### GIVEN EXERCISE
Please render the lines below as a numbered list, starting with the first line and stopping after the line that contains "69 L 68 104". Omit blank lines, and leave the pictures out of your answer.

### RAW RECORDS
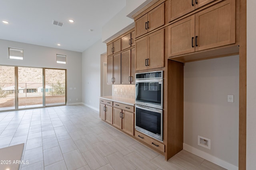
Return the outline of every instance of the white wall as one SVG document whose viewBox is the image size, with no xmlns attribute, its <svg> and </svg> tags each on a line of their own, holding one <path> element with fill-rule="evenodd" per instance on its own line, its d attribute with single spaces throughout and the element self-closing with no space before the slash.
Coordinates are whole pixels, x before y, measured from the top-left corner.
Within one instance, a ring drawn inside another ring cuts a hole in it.
<svg viewBox="0 0 256 170">
<path fill-rule="evenodd" d="M 24 59 L 9 59 L 8 47 L 23 49 Z M 56 54 L 67 55 L 66 64 L 56 63 Z M 67 69 L 68 104 L 82 102 L 81 60 L 81 53 L 0 39 L 1 65 Z M 76 89 L 70 90 L 71 87 Z"/>
<path fill-rule="evenodd" d="M 239 56 L 186 63 L 184 67 L 185 144 L 238 166 Z M 234 102 L 228 102 L 228 94 Z M 211 140 L 210 150 L 197 145 Z"/>
<path fill-rule="evenodd" d="M 247 76 L 246 169 L 256 167 L 256 2 L 247 0 Z"/>
<path fill-rule="evenodd" d="M 100 96 L 100 55 L 107 52 L 107 46 L 99 40 L 82 53 L 82 102 L 99 110 Z"/>
</svg>

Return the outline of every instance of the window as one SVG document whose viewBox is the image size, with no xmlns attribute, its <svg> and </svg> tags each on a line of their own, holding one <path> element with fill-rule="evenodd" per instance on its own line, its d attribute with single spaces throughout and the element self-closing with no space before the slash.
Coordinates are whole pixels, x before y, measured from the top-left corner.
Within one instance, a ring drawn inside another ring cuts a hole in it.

### RESPONSE TO THIS TASK
1. Return the outline of every instance of the white wall as one SVG document whose viewBox is the image size, with no xmlns attribute, its <svg> and </svg> tags each on a line of their own, holding one <path> element with fill-rule="evenodd" per instance on its own line, its d attribute with single spaces throughout and the element self-closing with no space before the slash.
2. Coordinates are whole pixels, x before y, measured from the top-left corner.
3. Within one instance, a ring drawn inside another ring cuts a hole in it.
4. <svg viewBox="0 0 256 170">
5. <path fill-rule="evenodd" d="M 24 59 L 9 59 L 8 47 L 23 49 Z M 56 54 L 67 55 L 66 64 L 56 63 Z M 67 69 L 68 104 L 82 102 L 81 60 L 81 53 L 0 39 L 1 65 Z M 76 89 L 70 90 L 71 87 Z"/>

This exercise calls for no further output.